───── INFORMATION GIVEN

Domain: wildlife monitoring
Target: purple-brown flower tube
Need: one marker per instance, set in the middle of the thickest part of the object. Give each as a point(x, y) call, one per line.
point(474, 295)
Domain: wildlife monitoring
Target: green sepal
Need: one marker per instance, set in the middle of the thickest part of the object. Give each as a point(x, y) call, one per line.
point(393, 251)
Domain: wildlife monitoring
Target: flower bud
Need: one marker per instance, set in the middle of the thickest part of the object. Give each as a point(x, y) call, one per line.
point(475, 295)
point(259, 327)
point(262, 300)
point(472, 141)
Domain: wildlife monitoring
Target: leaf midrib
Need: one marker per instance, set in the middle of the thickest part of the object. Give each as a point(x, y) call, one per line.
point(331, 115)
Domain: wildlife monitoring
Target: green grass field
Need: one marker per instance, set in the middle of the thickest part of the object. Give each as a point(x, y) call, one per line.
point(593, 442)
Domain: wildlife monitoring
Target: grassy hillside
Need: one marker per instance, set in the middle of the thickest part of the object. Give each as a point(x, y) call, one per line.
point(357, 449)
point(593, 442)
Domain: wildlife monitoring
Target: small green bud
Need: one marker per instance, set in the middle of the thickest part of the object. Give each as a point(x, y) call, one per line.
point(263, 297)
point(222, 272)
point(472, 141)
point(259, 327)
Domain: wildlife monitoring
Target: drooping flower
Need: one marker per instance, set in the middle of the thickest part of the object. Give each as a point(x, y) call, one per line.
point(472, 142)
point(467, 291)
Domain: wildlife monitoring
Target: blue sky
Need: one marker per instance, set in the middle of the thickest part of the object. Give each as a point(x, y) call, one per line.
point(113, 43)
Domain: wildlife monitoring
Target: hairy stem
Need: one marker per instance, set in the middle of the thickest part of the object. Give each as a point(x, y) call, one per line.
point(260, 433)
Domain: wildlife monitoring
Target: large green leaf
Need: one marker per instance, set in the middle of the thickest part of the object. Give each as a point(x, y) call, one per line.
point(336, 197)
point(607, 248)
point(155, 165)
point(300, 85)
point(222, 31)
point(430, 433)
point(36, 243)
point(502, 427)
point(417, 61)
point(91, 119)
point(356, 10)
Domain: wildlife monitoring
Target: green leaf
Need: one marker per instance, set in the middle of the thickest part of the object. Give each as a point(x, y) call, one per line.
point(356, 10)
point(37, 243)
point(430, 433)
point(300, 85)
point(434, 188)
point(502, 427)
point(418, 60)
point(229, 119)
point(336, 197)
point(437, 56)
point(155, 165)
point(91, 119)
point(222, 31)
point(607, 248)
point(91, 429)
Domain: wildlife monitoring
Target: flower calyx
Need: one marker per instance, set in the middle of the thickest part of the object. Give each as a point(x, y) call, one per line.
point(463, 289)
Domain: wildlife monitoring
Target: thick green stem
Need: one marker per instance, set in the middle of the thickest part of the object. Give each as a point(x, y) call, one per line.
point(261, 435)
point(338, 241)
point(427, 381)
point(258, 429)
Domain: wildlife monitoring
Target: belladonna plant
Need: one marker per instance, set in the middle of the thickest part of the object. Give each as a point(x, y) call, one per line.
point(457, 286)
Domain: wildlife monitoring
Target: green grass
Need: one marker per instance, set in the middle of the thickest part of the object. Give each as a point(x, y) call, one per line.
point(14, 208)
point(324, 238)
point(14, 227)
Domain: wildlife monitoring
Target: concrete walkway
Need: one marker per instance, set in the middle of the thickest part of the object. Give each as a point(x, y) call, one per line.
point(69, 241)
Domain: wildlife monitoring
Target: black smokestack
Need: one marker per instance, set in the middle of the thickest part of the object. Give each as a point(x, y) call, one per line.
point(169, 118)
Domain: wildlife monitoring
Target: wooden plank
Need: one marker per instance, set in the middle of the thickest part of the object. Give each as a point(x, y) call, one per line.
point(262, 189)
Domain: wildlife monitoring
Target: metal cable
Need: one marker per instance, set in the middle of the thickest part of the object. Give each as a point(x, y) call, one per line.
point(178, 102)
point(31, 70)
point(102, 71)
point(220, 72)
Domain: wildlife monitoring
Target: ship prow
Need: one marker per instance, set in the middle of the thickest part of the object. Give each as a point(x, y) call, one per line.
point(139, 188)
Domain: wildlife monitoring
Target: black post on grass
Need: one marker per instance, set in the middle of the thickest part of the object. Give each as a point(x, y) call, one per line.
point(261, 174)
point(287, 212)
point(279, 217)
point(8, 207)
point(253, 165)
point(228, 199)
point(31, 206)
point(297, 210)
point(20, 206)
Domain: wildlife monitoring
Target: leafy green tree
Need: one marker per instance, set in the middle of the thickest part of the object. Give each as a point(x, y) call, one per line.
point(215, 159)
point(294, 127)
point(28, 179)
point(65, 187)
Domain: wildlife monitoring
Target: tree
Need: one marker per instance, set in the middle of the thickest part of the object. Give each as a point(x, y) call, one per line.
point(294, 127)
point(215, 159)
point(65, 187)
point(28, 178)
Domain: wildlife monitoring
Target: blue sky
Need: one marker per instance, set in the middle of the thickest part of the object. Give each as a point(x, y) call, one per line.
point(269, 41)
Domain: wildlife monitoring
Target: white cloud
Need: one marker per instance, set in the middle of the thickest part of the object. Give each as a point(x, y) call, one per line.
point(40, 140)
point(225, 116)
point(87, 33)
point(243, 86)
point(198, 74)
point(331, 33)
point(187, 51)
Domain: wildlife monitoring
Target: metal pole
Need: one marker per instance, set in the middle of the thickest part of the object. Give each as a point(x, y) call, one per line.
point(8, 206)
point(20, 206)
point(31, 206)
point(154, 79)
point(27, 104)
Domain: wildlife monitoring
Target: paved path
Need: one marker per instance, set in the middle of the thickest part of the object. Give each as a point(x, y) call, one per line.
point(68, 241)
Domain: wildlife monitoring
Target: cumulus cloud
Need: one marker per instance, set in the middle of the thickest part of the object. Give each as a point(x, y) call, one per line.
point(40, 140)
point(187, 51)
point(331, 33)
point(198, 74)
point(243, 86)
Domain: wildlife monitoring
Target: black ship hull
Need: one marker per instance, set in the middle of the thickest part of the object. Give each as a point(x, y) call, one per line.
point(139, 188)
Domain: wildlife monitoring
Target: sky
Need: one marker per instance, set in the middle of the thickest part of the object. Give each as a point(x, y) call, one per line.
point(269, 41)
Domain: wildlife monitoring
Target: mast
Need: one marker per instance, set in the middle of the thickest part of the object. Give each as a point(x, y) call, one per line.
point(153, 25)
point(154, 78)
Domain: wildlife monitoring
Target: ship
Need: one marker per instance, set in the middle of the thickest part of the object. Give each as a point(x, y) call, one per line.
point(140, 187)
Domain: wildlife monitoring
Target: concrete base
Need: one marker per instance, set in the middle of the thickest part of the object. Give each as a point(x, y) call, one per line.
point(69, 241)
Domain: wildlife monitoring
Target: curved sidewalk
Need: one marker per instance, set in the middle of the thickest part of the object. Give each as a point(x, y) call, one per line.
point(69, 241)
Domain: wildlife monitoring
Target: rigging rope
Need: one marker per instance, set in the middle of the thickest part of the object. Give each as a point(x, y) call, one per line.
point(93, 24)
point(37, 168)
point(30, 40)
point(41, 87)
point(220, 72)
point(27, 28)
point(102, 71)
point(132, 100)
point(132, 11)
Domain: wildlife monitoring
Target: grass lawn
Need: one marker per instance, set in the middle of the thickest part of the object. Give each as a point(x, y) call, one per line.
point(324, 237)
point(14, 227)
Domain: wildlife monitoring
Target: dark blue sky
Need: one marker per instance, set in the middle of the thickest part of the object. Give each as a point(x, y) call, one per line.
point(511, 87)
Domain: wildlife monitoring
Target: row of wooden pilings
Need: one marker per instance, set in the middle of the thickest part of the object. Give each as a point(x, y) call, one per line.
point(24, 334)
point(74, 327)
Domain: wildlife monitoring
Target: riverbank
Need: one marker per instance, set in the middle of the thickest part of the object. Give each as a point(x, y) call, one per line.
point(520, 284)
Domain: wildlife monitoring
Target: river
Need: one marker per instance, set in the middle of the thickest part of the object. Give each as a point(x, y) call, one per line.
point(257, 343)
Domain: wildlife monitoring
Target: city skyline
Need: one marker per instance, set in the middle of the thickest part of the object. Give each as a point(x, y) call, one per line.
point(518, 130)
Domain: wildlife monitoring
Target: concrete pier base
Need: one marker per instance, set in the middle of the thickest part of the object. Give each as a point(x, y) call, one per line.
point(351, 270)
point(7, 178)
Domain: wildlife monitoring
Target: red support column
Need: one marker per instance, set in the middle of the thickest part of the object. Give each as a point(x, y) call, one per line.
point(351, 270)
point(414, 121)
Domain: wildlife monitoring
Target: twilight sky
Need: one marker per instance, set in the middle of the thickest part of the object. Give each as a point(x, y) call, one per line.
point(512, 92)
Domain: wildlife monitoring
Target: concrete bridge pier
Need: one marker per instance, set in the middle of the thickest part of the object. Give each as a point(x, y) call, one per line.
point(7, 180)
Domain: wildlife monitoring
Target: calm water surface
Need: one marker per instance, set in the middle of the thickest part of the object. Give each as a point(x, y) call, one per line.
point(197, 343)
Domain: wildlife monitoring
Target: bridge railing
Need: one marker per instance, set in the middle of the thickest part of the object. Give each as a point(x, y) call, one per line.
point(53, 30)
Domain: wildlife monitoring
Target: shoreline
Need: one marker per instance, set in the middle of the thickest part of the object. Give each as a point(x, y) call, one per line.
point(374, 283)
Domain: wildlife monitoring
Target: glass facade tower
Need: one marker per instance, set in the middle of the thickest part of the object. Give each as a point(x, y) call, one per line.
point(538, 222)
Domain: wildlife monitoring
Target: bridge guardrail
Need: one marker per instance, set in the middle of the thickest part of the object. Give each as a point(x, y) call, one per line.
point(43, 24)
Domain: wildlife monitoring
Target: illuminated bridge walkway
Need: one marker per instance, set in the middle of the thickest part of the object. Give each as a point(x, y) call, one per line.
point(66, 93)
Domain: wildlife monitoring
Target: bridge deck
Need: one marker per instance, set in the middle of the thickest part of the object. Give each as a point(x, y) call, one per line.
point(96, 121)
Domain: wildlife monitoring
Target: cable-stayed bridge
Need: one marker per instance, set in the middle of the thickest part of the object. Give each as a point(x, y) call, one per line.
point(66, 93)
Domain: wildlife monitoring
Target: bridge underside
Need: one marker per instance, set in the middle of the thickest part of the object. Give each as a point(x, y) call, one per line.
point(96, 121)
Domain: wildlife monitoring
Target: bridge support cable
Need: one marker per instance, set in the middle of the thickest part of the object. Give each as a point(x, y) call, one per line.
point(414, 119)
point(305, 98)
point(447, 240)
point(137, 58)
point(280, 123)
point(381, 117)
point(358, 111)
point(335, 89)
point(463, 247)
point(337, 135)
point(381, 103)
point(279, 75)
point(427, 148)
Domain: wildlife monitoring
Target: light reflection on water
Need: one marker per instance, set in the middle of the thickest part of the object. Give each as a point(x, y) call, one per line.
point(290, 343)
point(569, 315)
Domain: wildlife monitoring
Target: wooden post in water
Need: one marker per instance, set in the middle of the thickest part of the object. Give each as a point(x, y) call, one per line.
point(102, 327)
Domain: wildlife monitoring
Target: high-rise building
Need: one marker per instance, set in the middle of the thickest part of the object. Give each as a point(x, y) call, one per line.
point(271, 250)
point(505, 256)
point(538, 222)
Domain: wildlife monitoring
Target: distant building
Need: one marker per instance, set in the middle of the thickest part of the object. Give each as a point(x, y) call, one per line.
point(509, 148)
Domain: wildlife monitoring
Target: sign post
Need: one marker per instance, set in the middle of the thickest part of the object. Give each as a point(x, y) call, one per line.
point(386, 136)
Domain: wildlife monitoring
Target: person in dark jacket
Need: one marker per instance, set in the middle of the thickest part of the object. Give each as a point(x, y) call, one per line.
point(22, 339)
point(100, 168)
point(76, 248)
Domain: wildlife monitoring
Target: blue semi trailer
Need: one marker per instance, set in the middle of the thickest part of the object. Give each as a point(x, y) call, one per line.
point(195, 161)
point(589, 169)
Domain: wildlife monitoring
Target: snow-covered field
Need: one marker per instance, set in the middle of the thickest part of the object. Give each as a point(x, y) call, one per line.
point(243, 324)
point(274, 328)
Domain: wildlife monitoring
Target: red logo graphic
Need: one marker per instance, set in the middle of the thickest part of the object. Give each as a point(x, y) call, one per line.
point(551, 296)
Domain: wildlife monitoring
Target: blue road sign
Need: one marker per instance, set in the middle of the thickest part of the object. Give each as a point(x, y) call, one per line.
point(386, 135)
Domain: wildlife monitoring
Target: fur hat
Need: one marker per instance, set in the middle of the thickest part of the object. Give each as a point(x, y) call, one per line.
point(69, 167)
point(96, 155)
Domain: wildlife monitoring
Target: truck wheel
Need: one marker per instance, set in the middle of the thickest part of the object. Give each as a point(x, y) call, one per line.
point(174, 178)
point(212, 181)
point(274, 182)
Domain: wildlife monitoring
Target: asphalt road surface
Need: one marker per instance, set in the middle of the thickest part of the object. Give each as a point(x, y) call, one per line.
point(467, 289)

──────────

● GOAL
Copy out the rows word for word, starting at the first line and stopping after the line that contains "point(474, 295)".

● RESPONSE BELOW
Domain: wildlife monitoring
Target: purple-brown flower tube
Need: one marker per instance, set in the middle of the thickest part of the object. Give each as a point(x, y) call, one per line.
point(474, 295)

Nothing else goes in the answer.